__Document passage__:
▼▼▼
2.1.3 Remove PhiX contamination

Three steps are necessary to remove PhiX contamination from raw data:

Align reads to PhiX genome (Listing 2.5)
Extract unaligned reads (Listing 2.6)
Revert to unaligned bam (ubam) file (Listing 2.7))

The first step utilises bwa mem to align reads to the PhiX genome. This leaves reads which cannot be aligned to the PhiX genome in an unaligned state, indicated by a flag (Listing 2.5). Reads with this flag set can be extracted using samtools (Listing 2.6). Nevertheless, alignment information is added to these reads by bwa mem. To remove this alignment information and revert to an unaligned bam file, the Picard program RevertSam is used as shown in Listing 2.7.

Listing 2.5 Align raw reads to PhiX genome. Run for each lane <Lx> on flowcell <FID> of each sample <SID> separately to correctly set the read group information. Set -M for Picard compatibility.

bwa mem -t $threads -M -R $read_group $reference_file_phix \
  <SID>_<FID>_<Lx>_R1.fastq.gz <SID>_<FID>_<Lx>_R2.fastq.gz > <SID>_<FID>_<Lx>.phix_aligned.sam

Listing 2.6 Extract reads not aligned to the PhiX genome. Run for each lane <Lx> on flowcell <FID> of each sample <SID>. Set -b for bam output, -f 4 to extract unaligned reads.

samtools view -b -f 4 <SID>_<FID>_<Lx>.phix_aligned.sam > \
  <SID>_<FID>_<Lx>.phix_removed.bam

Listing 2.7 Revert the bam file with reads not aligned to the PhiX genome to an unaligned ubam file. Run for each lane <Lx> on flowcell <FID> of each sample <SID>. Set SANITIZE=true to remove paired reads with missing mates. Clear all alignment tags.

java -Xmx$java_mem -jar picard.jar RevertSam \
  INPUT=<SID>_<FID>_<Lx>.phix_removed.bam \
  OUTPUT=<SID>_<FID>_<Lx>.ubam \
  SANITIZE=true \
  ATTRIBUTE_TO_CLEAR=NM,UQ,PG,MD,MQ,SA,MC,AS,XS,XT

2.1.4 Mark Illumina adapters

Illumina adapter sequences are marked by setting the adapter-trimming tag (XT) in a sam/bam file. There are no such tags in a fastq file, thus the raw reads must be converted first (Listing 2.8). If PhiX sequences have been removed in the previous step, the reads are already converted to the bam format and this conversion is not necessary.
▲▲▲
__Entries shown__:
▼▼▼
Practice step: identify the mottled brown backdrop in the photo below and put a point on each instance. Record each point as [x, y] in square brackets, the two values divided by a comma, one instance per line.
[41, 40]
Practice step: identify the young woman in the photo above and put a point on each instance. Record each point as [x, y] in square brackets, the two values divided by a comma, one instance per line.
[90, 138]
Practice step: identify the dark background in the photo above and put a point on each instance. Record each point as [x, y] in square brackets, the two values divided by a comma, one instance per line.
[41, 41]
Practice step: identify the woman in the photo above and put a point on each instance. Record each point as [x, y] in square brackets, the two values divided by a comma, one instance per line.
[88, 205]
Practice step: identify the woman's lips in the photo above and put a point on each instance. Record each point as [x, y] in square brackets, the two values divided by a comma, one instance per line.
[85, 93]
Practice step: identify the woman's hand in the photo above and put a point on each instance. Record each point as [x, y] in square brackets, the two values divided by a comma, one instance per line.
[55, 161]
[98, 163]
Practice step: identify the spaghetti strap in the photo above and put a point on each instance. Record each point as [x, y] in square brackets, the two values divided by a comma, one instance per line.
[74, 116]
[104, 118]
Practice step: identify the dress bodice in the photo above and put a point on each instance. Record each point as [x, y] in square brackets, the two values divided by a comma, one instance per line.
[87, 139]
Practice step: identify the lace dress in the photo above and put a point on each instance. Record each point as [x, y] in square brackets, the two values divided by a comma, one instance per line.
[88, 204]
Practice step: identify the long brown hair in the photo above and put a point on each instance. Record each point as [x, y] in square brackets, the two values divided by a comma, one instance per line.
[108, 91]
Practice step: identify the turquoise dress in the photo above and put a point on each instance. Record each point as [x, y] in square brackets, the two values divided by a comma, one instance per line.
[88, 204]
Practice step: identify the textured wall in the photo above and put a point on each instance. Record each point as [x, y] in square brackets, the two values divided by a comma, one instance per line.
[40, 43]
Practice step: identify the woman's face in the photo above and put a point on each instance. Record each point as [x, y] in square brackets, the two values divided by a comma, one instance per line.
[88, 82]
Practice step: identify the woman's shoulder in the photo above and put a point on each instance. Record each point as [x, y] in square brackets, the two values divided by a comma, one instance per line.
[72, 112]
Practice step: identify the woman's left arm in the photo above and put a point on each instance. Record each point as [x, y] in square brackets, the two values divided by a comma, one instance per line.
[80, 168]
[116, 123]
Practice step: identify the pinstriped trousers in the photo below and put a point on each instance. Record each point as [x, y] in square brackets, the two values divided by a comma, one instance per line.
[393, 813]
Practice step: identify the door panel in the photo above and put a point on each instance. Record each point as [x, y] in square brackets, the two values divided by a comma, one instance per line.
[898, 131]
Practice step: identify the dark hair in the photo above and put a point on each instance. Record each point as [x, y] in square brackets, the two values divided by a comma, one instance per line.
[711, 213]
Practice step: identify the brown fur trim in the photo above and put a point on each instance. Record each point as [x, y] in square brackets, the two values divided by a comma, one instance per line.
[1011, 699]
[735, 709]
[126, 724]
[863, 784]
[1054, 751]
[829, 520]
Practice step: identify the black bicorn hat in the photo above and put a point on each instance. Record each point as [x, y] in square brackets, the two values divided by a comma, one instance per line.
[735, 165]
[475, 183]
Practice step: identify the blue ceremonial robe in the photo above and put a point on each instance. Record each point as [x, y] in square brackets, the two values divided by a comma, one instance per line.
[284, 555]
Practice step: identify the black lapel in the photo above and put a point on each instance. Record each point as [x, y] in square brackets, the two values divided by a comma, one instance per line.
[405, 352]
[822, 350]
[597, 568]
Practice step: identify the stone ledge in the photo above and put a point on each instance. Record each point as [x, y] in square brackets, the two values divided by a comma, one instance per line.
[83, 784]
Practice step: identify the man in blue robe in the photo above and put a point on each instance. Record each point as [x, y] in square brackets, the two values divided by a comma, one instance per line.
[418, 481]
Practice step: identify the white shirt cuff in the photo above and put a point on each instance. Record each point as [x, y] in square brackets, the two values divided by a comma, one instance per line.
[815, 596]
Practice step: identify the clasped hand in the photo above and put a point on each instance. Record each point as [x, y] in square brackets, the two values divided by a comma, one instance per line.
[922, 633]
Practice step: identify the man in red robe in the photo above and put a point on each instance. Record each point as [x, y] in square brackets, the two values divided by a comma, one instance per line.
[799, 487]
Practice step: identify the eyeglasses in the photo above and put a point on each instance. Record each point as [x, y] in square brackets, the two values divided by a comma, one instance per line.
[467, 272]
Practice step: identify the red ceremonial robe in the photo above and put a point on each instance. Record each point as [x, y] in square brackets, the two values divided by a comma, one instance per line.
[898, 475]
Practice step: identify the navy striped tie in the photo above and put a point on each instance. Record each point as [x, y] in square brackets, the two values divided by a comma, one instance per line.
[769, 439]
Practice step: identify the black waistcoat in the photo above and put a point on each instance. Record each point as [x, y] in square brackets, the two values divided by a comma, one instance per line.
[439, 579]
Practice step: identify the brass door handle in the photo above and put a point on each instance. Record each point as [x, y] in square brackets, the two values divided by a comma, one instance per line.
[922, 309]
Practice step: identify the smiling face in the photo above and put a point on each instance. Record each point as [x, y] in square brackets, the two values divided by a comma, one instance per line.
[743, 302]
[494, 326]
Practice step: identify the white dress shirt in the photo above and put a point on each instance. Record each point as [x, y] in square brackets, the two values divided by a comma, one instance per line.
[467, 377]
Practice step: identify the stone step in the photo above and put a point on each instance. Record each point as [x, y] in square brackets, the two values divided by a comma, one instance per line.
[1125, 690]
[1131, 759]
▲▲▲
__How to complete this task__:
Answer these questions from the PhiX contamination passage.
(a) Which program aligns the reads to the PhiX genome?
(b) What does setting SANITIZE=true do when reverting the bam file?
(c) Why is converting the raw reads unnecessary before marking Illumina adapters if PhiX sequences were already removed?
The listing has no connection to the passage on removing PhiX contamination.

__Reply to the task__:
(a) The program bwa mem aligns the reads to the PhiX genome.
(b) It removes paired reads with missing mates.
(c) The reads are already converted to the bam format.